■ Vorliegender Auszug
——
Nikki Treurniet/Marco Lee/Hubert Zapiór/Maki Dominguez Muniz/Kiandra Howarth/ Nina van Essen/Richard Walshe

Das Konzept wurde über die geschilderten Veränderungen hinaus noch mit Erinnerungen an die eigene Kindheit überfrachtet – siehe Videos von den Kinderbildern der Paare, wo es auch schon Zuneigung zum „falschen“ Partner gab (Video: Vincent Stefan). Der Schluss schließlich war völlig überdreht, wenn neben der riesigen, begehbaren Hochzeitstorte mehrere große Teddys wie die Fotos aus den Familienalben als Hinweis auf die Kindheit der Handelnden aufgebaut waren. Vor allem gab es nun eine große Verkleidung, indem Dorabella und Ferrando (!) je ein weißes Brautkleid und auf der anderen Seite Fiordiligi und Guglielmo festlichen Smoking trugen. Dass Despina in der Giftszene als Domina und jetzt am Schluss als Elvis-Verschnitt aufzutreten hatte und Alfonso eine Bischofsmithra aufsetzte, sei nur der Vollständigkeit halber erwähnt.

Was besonders in der Neuinszenierung von Martin G. Berger neben dem doch eher verkorksten Konzept auffiel, war das temporeiche Agieren aller Protagonisten, die in allen Körperlagen auch noch zu singen hatten. Das Bühnenbild mit den vielfältigen, häufig sich ändernden Lichtstangen von Sarah-Katharina Karl passte zum Ganzen ebenso wie die fantasiereichen Kostüme von Esther Bialas.

Richard Walshe/Marco Lee/Kiandra Howarth/Nikki Treurniet/Hubert Zapiór/

Nina van Essen

Wieder einmal ist anders als die szenische Verwirklichung die musikalische Gestaltung zu loben: Der junge Chefdirigent des Mailänder Kammerorchesters Michele Spotti wählte vor allem in den Ensembles teilweise rasante Tempi, wobei das Niedersächsische Staatsorchester seiner deutlichen Zeichengebung sicher folgte und was zum Aktionismus auf der Bühne durchaus passte. Das auffallend junge, internationale Ensemble bot durchweg ansprechende Leistungen: Da ist zunächst als Dorabella die Niederländerin Nina van Essen zu nennen, die mit ihrem hellen, sehr flexiblen Mezzo begeisterte; in der Arie „Smanie implacabile“ („Unerbittliche Qual“) konnte sie geradezu dramatisch auftrumpfen. Ihre Bühnenschwester war die Australierin Kiandra Howarth, deren fülliger Sopran sich in der Bravour-Arie „Come Scoglio“ und auch später in den Szenen, in denen sich die gefühlsintensive Fiordiligi in großem Liebes-Widerstreit befindet, als besonders ausdrucksstark erwies. Der Koreaner Marco Lee ließ einen schön ausgeglichenen Mozart-Tenor hören, den er als Ferrando wirkungsvoll einzusetzen wusste. Der polnische Bariton Hubert Zapiór gab dem letztlich mit allem unzufriedenen, allerdings stets selbstverliebten Guglielmo angemessene Gestalt, wozu seine markante, sicher durch alle Lagen geführte Stimme verlässlich beitrug. Es bleiben als ausgesprochen lebhafte Despina Nikki Treurniet aus den Niederlanden, die mit blitzsauberen, gestochenen Koloraturen für sich einnahm, und als Organisator des turbulenten Liebesreigens Don Alfonso, den der Brite Richard Walshe mit manchmal etwas zurückhaltenden Bassbariton gab. Ausgewogen klangen die wenigen eingespielten Chorszenen (Einstudierung: Lorenzo Da Rio).

Das Publikum spendete allen Beteiligten freudigen Beifall, der beim Erscheinen des Regieteams deutlich verhaltener ausfiel.
——
■ Gesammelte Daten
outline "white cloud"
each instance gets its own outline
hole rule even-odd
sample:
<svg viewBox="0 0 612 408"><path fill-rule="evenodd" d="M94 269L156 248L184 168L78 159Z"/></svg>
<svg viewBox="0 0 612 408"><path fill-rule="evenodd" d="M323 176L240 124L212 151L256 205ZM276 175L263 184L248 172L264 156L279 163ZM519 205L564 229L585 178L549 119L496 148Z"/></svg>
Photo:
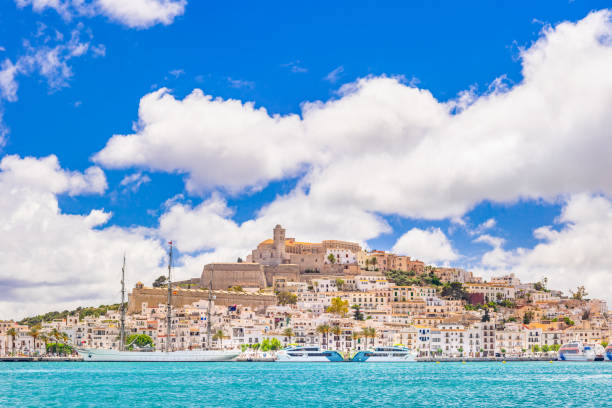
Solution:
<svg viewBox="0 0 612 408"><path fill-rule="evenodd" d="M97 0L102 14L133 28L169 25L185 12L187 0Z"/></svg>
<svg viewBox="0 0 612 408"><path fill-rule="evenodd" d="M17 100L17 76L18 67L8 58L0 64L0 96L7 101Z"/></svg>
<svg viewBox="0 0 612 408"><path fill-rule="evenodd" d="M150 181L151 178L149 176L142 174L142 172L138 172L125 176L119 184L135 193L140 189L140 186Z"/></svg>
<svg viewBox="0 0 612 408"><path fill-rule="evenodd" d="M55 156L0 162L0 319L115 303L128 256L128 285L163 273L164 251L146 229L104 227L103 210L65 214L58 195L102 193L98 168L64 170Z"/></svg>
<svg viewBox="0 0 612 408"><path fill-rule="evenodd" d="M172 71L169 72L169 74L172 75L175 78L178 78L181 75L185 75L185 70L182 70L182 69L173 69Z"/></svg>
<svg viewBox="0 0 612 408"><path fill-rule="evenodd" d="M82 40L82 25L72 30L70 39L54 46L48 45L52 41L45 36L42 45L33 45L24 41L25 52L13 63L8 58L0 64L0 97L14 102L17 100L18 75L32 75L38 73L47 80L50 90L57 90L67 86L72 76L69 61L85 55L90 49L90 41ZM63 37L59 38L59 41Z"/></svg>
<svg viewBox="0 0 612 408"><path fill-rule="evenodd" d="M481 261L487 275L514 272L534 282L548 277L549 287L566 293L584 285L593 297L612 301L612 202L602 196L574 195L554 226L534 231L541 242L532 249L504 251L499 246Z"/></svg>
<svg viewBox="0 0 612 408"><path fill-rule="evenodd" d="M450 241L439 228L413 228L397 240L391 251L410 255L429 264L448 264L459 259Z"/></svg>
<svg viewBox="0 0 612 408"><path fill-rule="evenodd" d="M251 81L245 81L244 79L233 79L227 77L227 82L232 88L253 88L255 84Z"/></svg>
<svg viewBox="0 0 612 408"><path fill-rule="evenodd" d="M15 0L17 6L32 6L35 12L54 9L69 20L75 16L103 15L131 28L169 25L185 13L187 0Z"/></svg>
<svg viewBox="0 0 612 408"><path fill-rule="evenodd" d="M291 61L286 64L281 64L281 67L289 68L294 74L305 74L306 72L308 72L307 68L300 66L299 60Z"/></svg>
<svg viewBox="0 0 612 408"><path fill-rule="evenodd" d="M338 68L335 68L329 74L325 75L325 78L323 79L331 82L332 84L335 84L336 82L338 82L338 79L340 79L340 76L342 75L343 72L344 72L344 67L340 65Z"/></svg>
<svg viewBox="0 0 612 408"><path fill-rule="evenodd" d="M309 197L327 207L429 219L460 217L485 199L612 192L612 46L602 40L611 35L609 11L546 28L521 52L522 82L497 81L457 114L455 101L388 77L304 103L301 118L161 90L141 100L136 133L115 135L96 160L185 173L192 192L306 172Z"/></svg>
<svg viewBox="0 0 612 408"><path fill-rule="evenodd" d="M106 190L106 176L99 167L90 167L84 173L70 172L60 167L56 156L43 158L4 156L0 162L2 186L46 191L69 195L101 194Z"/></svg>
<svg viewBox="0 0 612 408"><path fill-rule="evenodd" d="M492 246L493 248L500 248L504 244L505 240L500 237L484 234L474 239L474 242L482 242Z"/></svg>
——
■ Ihre Aufgaben
(1) Nennen Sie alle Sängerinnen und Sänger, denen der Auszug eine Partie zuordnet, jeweils mit dieser Partie.
(2) Prüfen Sie anhand des Auszugs, ob die folgenden Aussagen zutreffen. Antworten Sie jeweils mit Ja oder Nein und zitieren Sie die entscheidenden Worte.
(a) Die Kostüme stammen von Sarah-Katharina Karl.
(b) Für das Regieteam fiel der Beifall zurückhaltender aus.
(c) Am Schluss trägt Ferrando ein weißes Brautkleid.
(3) Beantworten Sie mithilfe des Auszugs:
(a) Wer hat die Neuinszenierung verantwortet?
(b) Welches Orchester spielte unter Michele Spotti?
(c) Wer hat die Chorszenen einstudiert?

■ Geordnete Lösungen
(1)
Nina van Essen: Dorabella
Kiandra Howarth: Fiordiligi
Marco Lee: Ferrando
Hubert Zapiór: Guglielmo
Nikki Treurniet: Despina
Richard Walshe: Don Alfonso

(2)
(a) Nein: „die fantasiereichen Kostüme von Esther Bialas“
(b) Ja: „der beim Erscheinen des Regieteams deutlich verhaltener ausfiel“
(c) Ja: „indem Dorabella und Ferrando (!) je ein weißes Brautkleid“

(3)
(a) Martin G. Berger
(b) Das Niedersächsische Staatsorchester
(c) Lorenzo Da Rio